SOURCE EXCERPT —
A NOTE FROM THE PASTOR
Fall Series: Sketching the Disciple
In September we used the newsletter to publish the back-story that was leading us toward calling a Pastoral intern. Now we are returning, as promised, to the discipleship theme.
In August I presented RASSL, a small group emphasis on discipleship structured on Reading (the whole Bible in a year), Accountability (in the shared commitments), Service (in community ministry), Sharing (small group meeting), and Leadership (rotating devotions in the small group meeting). A handful of people have responded, expressing varying degrees of interest and doubt. I have remained true to my rule that I would not issue any personal invitations. The group gathers as disciples of Jesus only, and your invitation will come from the still, small voice of Jesus Christ, not from me.
Based on feedback it appears that some are giving this consideration, and are contributing suggestions to the vision. One raised the objection that, while interested in reading the Bible in a year, the idea of keeping a journal was off-putting. I reassured that person that the idea of a journal is not to require daily entries; it is simply another way to be open to the Spirit of God. No one in a discipleship group will be required to share their journal.
It may be that instead of Saturdays, the Sunday time-frame of 5 PM will become the discussion time for the RASSL group. That is only a suggestion that has been raised. Currently that is the slot for Bringing My World to Christ prayer. Given the emphasis of RASSL, perhaps this combination makes sense. You are invited to continue to think and to pray and to pay attention to the leading of God.

ENTRIES PROVIDED —
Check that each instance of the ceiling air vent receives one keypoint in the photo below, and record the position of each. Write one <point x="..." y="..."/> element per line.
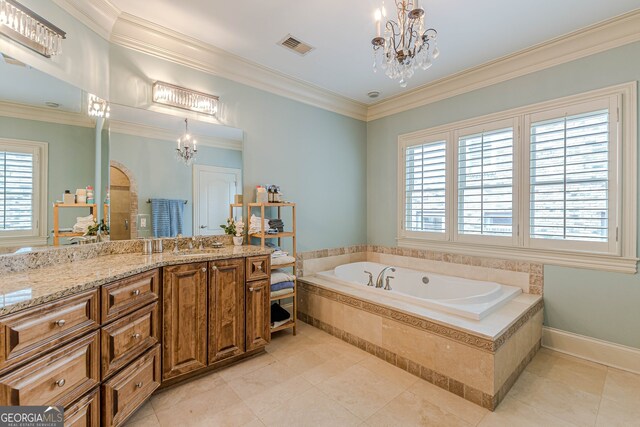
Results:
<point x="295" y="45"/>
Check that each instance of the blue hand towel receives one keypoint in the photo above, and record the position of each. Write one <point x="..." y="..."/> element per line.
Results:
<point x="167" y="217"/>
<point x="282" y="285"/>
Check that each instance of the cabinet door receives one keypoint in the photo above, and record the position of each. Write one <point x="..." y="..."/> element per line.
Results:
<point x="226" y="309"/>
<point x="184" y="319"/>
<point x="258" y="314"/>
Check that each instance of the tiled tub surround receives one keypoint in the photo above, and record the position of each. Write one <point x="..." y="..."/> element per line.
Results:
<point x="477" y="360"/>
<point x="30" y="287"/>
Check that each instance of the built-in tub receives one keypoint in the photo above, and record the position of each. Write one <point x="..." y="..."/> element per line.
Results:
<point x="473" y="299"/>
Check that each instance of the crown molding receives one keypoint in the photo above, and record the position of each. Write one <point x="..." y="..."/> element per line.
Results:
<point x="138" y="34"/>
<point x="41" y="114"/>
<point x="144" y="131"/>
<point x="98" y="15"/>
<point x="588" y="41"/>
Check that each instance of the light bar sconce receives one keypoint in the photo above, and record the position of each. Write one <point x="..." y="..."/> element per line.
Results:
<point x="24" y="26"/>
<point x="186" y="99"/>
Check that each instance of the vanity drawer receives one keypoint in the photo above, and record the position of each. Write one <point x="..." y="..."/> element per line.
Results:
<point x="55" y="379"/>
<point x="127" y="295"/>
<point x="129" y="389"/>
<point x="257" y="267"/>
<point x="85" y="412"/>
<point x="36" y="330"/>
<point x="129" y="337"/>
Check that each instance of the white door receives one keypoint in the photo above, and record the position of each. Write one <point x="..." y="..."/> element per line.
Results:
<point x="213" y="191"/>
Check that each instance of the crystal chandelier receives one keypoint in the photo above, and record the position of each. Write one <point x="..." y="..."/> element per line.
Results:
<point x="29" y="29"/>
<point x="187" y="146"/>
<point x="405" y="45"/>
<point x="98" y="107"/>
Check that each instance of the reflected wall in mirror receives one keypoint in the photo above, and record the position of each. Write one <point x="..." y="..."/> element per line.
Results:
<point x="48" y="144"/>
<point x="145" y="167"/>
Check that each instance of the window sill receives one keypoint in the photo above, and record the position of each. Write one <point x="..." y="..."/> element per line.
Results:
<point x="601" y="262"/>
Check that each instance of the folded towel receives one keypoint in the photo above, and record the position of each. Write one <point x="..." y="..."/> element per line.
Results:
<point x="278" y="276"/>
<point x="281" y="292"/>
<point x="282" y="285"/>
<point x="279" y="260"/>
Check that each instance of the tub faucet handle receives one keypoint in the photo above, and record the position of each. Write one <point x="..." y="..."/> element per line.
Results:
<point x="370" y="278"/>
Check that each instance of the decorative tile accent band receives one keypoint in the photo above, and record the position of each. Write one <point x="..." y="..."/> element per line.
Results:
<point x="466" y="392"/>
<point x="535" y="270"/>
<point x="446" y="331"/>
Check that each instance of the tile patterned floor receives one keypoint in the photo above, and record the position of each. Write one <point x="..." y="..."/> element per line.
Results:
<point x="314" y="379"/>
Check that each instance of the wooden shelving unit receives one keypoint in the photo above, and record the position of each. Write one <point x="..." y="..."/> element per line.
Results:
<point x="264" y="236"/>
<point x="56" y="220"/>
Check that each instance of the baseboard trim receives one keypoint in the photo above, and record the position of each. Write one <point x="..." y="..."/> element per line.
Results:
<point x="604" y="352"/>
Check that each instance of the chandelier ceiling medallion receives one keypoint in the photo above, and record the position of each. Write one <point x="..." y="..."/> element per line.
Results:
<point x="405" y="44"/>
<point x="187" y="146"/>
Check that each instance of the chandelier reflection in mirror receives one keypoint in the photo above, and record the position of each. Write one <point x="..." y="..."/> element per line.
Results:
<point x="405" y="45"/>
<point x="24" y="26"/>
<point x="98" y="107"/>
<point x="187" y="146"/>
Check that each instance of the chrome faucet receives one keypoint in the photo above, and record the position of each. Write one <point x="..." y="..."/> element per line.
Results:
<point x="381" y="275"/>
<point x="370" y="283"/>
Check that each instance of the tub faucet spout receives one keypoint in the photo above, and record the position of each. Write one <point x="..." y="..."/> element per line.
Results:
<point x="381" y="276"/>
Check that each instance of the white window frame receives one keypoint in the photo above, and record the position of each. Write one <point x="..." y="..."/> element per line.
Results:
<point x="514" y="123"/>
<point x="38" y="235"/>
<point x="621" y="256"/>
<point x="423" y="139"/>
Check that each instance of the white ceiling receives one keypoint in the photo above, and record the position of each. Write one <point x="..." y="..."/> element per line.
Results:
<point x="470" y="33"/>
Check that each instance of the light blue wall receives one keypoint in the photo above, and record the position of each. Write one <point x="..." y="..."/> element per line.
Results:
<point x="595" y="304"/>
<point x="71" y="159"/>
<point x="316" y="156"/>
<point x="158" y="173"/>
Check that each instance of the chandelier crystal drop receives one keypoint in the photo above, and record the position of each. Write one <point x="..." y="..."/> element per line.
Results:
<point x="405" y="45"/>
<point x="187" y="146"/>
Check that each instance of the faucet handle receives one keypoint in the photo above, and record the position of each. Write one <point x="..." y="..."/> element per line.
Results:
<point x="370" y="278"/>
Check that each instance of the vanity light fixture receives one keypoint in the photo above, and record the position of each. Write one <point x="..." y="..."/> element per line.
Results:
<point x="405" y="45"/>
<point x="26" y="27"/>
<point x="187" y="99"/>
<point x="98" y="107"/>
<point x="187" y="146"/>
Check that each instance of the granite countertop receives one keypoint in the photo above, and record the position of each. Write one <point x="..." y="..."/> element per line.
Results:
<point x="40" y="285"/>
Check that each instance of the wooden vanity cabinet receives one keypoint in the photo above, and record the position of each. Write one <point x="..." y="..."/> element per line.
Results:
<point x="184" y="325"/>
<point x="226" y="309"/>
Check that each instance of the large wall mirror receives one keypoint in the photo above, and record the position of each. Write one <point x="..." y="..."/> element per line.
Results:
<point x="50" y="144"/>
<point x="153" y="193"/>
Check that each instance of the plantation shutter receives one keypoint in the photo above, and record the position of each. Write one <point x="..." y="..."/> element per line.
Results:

TO BE DONE —
Copy verbatim the passage of the pastor's note starting at "In August I" and ending at "not from me.".

RESPONSE —
In August I presented RASSL, a small group emphasis on discipleship structured on Reading (the whole Bible in a year), Accountability (in the shared commitments), Service (in community ministry), Sharing (small group meeting), and Leadership (rotating devotions in the small group meeting). A handful of people have responded, expressing varying degrees of interest and doubt. I have remained true to my rule that I would not issue any personal invitations. The group gathers as disciples of Jesus only, and your invitation will come from the still, small voice of Jesus Christ, not from me.